Retype the whole listing below, character for character.

(Records)
++++++++++++++++++++
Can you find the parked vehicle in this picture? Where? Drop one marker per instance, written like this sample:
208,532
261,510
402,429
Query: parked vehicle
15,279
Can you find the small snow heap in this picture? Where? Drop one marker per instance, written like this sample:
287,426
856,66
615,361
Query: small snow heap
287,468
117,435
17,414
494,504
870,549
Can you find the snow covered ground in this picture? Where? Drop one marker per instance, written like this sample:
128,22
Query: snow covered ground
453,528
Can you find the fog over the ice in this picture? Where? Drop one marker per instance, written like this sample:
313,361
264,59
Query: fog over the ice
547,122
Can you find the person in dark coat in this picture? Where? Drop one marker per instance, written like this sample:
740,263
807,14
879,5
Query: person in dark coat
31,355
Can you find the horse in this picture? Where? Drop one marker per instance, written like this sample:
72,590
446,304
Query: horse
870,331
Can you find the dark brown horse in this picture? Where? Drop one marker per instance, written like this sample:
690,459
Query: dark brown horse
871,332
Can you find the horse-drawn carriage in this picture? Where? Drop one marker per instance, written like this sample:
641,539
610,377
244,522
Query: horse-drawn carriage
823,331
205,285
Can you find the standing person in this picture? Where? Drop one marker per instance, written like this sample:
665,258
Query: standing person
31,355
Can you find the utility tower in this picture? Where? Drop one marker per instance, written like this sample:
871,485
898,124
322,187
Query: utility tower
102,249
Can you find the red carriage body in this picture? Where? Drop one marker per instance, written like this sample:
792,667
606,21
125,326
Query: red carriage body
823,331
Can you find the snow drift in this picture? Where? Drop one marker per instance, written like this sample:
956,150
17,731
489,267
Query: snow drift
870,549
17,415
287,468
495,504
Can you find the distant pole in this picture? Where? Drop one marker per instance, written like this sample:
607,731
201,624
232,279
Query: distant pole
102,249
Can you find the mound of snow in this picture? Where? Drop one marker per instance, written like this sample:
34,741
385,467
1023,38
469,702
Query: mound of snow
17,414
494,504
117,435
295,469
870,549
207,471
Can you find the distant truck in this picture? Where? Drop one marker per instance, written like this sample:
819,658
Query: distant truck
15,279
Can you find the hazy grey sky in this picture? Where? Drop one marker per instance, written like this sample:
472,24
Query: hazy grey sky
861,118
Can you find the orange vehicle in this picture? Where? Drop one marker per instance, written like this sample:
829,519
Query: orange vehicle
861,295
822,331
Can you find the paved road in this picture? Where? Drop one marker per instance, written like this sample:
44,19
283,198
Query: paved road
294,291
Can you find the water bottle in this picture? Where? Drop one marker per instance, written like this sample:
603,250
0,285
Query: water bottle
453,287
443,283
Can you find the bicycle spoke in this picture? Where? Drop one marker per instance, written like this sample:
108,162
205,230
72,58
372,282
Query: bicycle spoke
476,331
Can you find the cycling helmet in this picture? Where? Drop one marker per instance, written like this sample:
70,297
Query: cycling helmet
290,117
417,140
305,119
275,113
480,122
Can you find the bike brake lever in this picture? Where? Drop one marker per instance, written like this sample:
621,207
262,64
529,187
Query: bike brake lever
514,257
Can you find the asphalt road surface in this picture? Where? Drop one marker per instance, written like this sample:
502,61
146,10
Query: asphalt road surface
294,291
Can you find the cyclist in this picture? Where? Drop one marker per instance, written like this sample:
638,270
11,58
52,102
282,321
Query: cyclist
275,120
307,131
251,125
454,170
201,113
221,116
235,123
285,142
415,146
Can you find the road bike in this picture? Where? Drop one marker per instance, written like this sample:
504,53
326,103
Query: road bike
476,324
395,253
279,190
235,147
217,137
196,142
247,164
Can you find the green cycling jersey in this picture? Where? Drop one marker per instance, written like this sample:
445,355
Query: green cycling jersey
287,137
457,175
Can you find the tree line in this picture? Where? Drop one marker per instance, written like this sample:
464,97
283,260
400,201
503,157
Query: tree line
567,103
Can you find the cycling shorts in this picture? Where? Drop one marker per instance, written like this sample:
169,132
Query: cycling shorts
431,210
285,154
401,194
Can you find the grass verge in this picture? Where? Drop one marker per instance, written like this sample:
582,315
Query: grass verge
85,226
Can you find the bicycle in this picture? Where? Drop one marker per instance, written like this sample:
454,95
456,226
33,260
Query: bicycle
++++++++++++++++++++
### Result
Can you find the parked vehicle in this picture? Where? Drop one marker per instance, written like this sample:
208,532
261,510
402,429
Query: parked vehicle
15,279
Can you find the small snow heap in this picture? Where? Drop one marker per instance, written like this sample:
287,426
856,66
615,361
Query: small snow heap
287,468
117,435
17,414
494,504
870,549
Can you find the snow covered ground in this picture? Where? Drop one marker per instance, written like this sample:
128,22
Query: snow covered ground
453,528
Can you find the fog over the ice in this picture? Where? Drop one marker per instance, written like this sample:
313,361
264,59
Query: fog over the ice
547,122
Can you find the person in dark coat in this picture? Where? Drop one marker per instance, written like this sample:
740,263
807,14
879,5
Query: person in dark coat
31,355
Can you find the horse in this picture? Where? Drop one marker per instance, written like this sample:
72,590
446,304
Query: horse
870,331
Can you find the dark brown horse in this picture? Where? Drop one marker per instance, written like this sample:
690,459
Query: dark brown horse
871,332
Can you find the horse-drawn carriage in this picture? Where? Drop one marker per instance, written like this sample:
641,539
610,377
244,522
Query: horse-drawn carriage
823,331
205,285
Can you find the standing person in this picture? Where? Drop one marker per instance, written like this sample:
665,258
Query: standing person
31,355
Can you find the utility tower in this picture? Where? Drop one marker per instance, written like this sample:
871,485
898,124
322,187
Query: utility tower
102,249
Can you find the red carriage body in this picture? Where? Drop one marker per instance, written like this sample:
792,667
606,21
125,326
Query: red carriage body
823,331
Can you find the snow drift in this picture? Where? Drop one marker per instance, written like this sample:
956,150
17,731
489,267
Query: snow drift
870,549
17,415
287,468
495,504
Can you find the distant pole in this picture? Where? Drop one marker per instance, written like this sample:
607,731
201,624
232,279
Query: distant pole
102,249
Can you find the mound of snow in this picture? Where? Drop one marker per instance, written like this sample:
34,741
385,467
1023,38
469,702
Query: mound of snow
17,414
494,504
117,435
295,469
870,549
207,471
Can you find the distant truck in this picture? Where? Drop one marker per instance, written like this sample:
819,658
Query: distant truck
15,279
Can you find the hazy grey sky in this picture? Where? Drop one marker per instance, written like this sample:
472,24
Query: hazy grey sky
861,118
Can you find the orange vehicle in this picture? Where? Drop one marker per instance, written like this sample:
829,519
Query: orange vehicle
861,295
822,331
Can you find the paved road in this picture? Where? Drop one marker per instance, written like this sample:
44,19
283,198
Query: paved road
294,291
Can you find the water bottle in this picture? Where? Drop one marker per instance, written like this sample:
603,250
0,285
Query: water bottle
453,287
443,283
Can you find the bicycle spoke in this picture? Where? Drop one marker per instance, written like this sample:
108,162
205,230
72,58
372,282
Query: bicycle spoke
476,331
Can you find the cycling helmet in this picture? Where? Drop one marker per instance, written like this sample:
70,297
Query: cycling helmet
290,117
417,140
305,119
275,113
480,122
Can you find the bike brake lever in this picture? Where? Drop one marker per instance, written like this sample:
621,207
262,64
529,187
Query: bike brake lever
514,257
Can you find the asphalt road surface in this picture? Where? Drop one marker per instance, written like this sample:
502,61
146,10
Query: asphalt road surface
294,291
Can you find the cyclist in this picture? Where? Drop one marker per instance, written like this sample:
638,270
11,58
52,102
282,321
Query: cyclist
275,120
307,131
251,125
454,170
201,113
221,116
235,123
285,142
415,146
Can you find the road bike in this picture? Where? Drop one marker per instance, written like this sample:
504,53
326,103
Query: road bike
476,324
395,253
279,190
235,147
217,137
196,142
247,164
Can you find the green cycling jersey in this picture? Where? Drop one marker per instance, written like this sample:
445,355
Query: green cycling jersey
287,137
457,175
Can you find the tree line in this picture? Where? Drop one marker per instance, written like this sample:
464,97
283,260
400,201
503,157
Query: tree line
567,103
Can you find the cycling shorts in this picture? Where? Drop one marker per instance, written like this sample:
169,132
Query: cycling shorts
431,210
285,154
401,194
Can you find the grass verge in this picture? Where? Drop one marker per instance, written like this sample:
582,315
Query: grass verge
85,226
Can you find the bicycle in this picture? Where? Drop one marker per instance, written like this sample:
454,95
456,226
33,260
Query: bicycle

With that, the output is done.